#### Instruction:
Count the lines in the listing below that contain the string "target". Reply with only that number.

#### Input rows:

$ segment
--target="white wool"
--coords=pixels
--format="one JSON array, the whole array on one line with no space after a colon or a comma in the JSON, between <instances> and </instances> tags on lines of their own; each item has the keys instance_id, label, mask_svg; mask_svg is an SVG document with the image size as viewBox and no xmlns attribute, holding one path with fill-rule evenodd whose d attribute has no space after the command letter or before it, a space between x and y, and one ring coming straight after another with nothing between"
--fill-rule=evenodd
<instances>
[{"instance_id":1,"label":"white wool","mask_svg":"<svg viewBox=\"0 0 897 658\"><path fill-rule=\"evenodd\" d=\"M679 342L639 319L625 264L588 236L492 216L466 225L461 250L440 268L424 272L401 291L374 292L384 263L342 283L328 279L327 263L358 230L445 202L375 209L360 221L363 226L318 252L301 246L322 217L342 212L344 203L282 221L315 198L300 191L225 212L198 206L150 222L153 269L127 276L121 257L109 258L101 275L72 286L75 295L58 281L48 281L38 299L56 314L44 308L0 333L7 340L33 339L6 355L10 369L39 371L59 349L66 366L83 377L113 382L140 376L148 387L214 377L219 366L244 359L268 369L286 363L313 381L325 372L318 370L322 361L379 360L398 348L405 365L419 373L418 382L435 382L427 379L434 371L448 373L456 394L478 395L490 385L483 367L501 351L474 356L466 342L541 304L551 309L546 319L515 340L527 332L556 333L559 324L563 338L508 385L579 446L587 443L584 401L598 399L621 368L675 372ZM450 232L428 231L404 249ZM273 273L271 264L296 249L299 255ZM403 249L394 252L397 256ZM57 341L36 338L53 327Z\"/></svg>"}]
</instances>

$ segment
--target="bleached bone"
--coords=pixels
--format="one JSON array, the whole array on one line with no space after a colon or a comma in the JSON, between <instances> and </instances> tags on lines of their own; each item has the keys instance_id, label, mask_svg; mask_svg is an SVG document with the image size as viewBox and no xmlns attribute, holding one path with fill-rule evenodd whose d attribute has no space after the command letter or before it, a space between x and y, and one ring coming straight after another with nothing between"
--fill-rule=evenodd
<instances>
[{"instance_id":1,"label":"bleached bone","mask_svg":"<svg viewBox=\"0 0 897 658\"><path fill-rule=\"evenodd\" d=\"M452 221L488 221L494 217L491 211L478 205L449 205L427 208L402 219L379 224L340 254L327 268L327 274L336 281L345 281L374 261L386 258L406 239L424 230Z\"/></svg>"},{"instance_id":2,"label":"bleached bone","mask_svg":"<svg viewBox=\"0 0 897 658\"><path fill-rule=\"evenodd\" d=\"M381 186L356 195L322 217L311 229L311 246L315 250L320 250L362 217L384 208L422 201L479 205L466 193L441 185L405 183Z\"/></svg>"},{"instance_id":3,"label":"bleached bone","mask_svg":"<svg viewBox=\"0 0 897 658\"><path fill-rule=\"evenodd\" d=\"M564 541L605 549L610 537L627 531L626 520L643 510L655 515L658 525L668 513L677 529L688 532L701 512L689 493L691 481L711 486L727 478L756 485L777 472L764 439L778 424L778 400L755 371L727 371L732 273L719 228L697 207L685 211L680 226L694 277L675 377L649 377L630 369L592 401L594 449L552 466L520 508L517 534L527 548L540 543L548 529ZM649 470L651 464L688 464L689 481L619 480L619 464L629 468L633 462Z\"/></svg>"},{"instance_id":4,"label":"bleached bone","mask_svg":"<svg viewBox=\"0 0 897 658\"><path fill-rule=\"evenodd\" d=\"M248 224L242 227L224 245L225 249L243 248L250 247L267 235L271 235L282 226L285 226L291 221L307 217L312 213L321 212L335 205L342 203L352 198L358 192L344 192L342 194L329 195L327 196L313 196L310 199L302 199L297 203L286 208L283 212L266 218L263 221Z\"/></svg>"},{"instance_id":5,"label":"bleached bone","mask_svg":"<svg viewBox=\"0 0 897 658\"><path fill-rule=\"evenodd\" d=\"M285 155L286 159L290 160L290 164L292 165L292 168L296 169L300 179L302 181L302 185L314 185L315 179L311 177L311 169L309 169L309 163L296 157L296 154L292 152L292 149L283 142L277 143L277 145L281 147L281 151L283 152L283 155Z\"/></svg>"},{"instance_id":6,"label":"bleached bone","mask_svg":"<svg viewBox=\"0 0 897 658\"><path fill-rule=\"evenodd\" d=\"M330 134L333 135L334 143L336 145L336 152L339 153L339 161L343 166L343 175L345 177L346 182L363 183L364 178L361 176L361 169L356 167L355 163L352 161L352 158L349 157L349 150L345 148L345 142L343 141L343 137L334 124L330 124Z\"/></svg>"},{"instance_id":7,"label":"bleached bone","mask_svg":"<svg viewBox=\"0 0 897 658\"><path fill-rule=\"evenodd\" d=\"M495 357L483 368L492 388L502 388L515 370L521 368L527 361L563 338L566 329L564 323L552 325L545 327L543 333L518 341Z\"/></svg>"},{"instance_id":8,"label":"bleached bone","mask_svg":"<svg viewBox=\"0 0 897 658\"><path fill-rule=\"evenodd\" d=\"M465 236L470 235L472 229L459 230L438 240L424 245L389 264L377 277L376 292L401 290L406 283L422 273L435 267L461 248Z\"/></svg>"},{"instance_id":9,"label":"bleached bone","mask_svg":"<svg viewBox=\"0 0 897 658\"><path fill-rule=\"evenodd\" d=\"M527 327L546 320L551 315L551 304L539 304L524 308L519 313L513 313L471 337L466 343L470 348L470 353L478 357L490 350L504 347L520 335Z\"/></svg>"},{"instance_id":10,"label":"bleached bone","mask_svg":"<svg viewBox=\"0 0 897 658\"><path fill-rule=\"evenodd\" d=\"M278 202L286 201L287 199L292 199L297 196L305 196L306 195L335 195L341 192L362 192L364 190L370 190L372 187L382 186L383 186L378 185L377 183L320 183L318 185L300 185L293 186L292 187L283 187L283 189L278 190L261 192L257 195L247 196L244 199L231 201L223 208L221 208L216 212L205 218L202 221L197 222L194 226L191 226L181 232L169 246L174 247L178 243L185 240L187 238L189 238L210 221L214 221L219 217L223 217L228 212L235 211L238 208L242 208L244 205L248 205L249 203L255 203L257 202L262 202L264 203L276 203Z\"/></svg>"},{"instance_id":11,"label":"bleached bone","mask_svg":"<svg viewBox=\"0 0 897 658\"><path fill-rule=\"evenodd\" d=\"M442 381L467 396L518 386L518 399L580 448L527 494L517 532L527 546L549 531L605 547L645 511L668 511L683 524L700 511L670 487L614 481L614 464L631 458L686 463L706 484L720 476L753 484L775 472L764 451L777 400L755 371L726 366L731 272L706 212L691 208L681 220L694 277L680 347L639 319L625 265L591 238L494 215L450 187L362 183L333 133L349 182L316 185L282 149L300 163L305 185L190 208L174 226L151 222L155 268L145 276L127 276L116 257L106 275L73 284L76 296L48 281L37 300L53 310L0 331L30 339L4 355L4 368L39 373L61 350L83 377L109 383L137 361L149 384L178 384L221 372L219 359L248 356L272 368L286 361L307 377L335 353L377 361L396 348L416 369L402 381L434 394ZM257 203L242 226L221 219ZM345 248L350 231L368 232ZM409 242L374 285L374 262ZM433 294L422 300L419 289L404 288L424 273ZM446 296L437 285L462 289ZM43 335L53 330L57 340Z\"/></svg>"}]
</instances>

#### Task result:
2